== WHAT IS BEING ASKED ==
Please lay out the records below as a two-column CSV with the headers instruction and answer, one row per record. Put each record's instruction text and its answer in their own quoted fields, with line breaks replaced by spaces.

== MATERIAL PROVIDED ==
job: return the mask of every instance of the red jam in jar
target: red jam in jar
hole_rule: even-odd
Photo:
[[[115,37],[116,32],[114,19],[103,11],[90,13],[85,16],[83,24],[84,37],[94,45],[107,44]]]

== EXERCISE OUTPUT ==
instruction,answer
"job: return the mask of every instance of the red jam in jar target: red jam in jar hole_rule: even-odd Photo:","[[[115,37],[116,32],[114,19],[103,11],[90,13],[85,16],[83,24],[84,37],[94,45],[107,44]]]"